■ Problem requirements ■
Rewrite the items below, replacing every occurrence of "facing-check tool" with "orientation checker" and keeping everything else unchanged.

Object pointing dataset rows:

******

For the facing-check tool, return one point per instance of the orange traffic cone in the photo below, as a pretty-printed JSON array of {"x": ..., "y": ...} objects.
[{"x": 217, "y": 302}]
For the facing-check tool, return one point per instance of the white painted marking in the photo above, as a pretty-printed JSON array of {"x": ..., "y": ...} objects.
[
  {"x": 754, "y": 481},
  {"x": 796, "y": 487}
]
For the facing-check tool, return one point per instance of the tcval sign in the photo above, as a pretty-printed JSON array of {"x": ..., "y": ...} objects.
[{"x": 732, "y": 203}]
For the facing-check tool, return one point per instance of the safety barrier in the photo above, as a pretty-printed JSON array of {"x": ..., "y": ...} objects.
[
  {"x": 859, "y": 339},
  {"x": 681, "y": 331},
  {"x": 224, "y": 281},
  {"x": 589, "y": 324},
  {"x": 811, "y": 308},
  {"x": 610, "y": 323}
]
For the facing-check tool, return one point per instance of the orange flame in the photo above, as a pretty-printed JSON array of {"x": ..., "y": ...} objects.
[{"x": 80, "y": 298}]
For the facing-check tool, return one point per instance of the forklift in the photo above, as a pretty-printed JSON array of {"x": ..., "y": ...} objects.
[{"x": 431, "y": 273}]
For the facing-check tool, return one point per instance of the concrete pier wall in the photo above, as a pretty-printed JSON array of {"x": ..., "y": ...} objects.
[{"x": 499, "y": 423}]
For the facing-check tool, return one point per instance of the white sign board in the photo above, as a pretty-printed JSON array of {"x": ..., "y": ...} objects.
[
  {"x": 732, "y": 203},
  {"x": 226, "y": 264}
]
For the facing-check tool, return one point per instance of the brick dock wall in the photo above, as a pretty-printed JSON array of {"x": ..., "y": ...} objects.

******

■ Task output ■
For the orientation checker, return one point per instance of the orange traffic cone in the photo below, as a pretty-printed JSON array of {"x": ..., "y": ...} objects.
[{"x": 217, "y": 302}]
For the orientation checker, return one point per instance of the white painted marking in the photo above, as a pretty-printed JSON array of {"x": ..., "y": ...} objects.
[
  {"x": 754, "y": 481},
  {"x": 796, "y": 487}
]
For the orientation checker, return one point per instance of the tcval sign in the photo above, as a pretty-printed JSON array of {"x": ..., "y": ...} objects.
[{"x": 732, "y": 203}]
For the orientation checker, return one point per instance of the safety barrier in the photo above, as a pretty-printed JSON array of {"x": ..., "y": ...} objects.
[
  {"x": 859, "y": 339},
  {"x": 681, "y": 331},
  {"x": 224, "y": 281},
  {"x": 589, "y": 324},
  {"x": 811, "y": 308},
  {"x": 610, "y": 323}
]
For the orientation checker, return one point per instance of the orange flame in the photo above, as a pretty-printed JSON array of {"x": ..., "y": ...} objects.
[{"x": 80, "y": 298}]
For the orientation checker, return one point per instance of the forklift in the photo above, as a pretty-printed JSON array of {"x": ..., "y": ...} objects.
[{"x": 431, "y": 273}]
For the orientation checker, return one point per instance of the concrete pier wall in the photo above, as a pretty-printed JSON array of {"x": ..., "y": ...} objects.
[{"x": 499, "y": 423}]
For the orientation checker, return one point per instance of the white sign board in the photo above, as a pretty-printed JSON array of {"x": ..., "y": ...} objects.
[
  {"x": 732, "y": 203},
  {"x": 226, "y": 264}
]
For the orientation checker, return one point per instance of the brick dock wall in the photo above, as a pretty-printed JSON array of {"x": ..., "y": ...} objects.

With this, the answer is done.